_WHAT IS BEING ASKED_
Reproduce every line of the listing below verbatim, omitting the pictures from your reply.

_DATA EXCERPTS_
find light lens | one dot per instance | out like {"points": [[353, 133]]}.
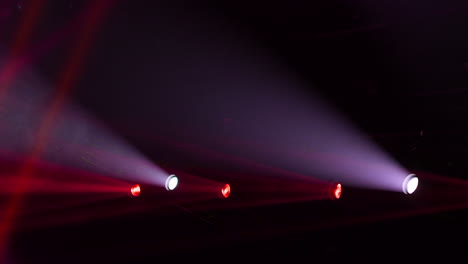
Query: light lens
{"points": [[225, 191], [172, 182], [135, 190], [338, 190], [410, 184]]}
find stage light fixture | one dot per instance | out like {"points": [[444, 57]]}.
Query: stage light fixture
{"points": [[171, 182], [335, 191], [135, 190], [410, 184], [338, 190], [225, 191]]}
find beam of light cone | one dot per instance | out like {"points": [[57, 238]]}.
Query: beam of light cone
{"points": [[172, 182], [279, 122]]}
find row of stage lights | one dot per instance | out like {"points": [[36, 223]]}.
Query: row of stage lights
{"points": [[409, 185]]}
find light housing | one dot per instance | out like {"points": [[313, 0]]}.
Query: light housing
{"points": [[171, 182], [135, 190], [335, 191], [225, 191], [410, 184]]}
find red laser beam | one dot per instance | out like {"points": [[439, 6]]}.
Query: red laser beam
{"points": [[95, 15]]}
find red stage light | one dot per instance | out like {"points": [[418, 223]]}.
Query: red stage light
{"points": [[337, 191], [135, 190], [225, 191]]}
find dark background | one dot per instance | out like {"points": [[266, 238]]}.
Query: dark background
{"points": [[397, 69]]}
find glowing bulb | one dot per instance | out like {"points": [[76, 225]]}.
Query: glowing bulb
{"points": [[225, 191], [135, 190], [172, 182], [410, 184], [338, 191]]}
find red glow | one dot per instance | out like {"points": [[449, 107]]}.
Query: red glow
{"points": [[226, 191], [135, 190], [337, 191]]}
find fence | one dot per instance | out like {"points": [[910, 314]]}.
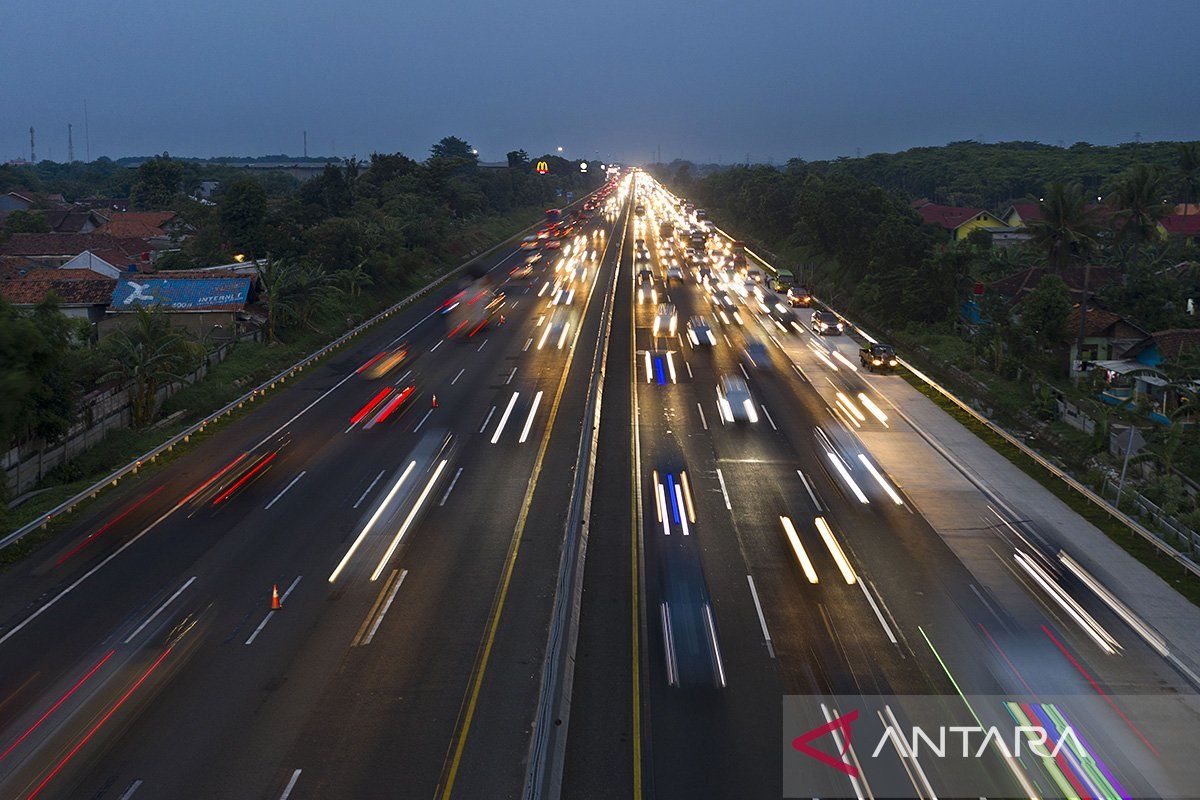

_RESPONSE_
find light lens | one dot per instance | out like {"points": [[353, 133]]}.
Query: light lens
{"points": [[225, 191], [172, 182], [135, 190], [338, 190], [410, 184]]}
find stage light fixture | one dot per instance | out like {"points": [[444, 57]]}.
Query: stage light fixture
{"points": [[171, 182], [335, 191], [135, 190], [410, 184], [338, 190], [225, 191]]}
find beam of light cone | one dot per instance | out like {"points": [[57, 238]]}.
Query: beam of light cone
{"points": [[172, 182], [279, 122]]}
find row of stage lights | one dot per instance | out like {"points": [[36, 223]]}.
Query: row of stage lights
{"points": [[409, 185]]}
find light housing | one dot per instance | out like {"points": [[313, 0]]}.
Query: light housing
{"points": [[171, 182], [135, 190], [335, 191], [225, 191], [410, 184]]}
find red laser beam | one dot per instance | out like {"points": [[439, 6]]}.
Query: red laser beam
{"points": [[95, 15]]}
find red stage light | one dot per instance | out like {"points": [[418, 223]]}.
Query: red stage light
{"points": [[337, 191], [135, 190], [225, 191]]}
find dark background | one dot per instance | out like {"points": [[266, 238]]}.
Query: dark background
{"points": [[397, 69]]}
find glowing bulb | one dot per instance | out like {"points": [[76, 225]]}.
Query: glowing bulb
{"points": [[225, 191], [135, 190], [172, 182], [410, 184], [338, 191]]}
find red glow | one dot per instance | out like {"points": [[449, 107]]}.
Query: red glow
{"points": [[226, 191], [135, 190], [337, 191]]}
find fence | one dot per instance | out like {"points": [[910, 314]]}.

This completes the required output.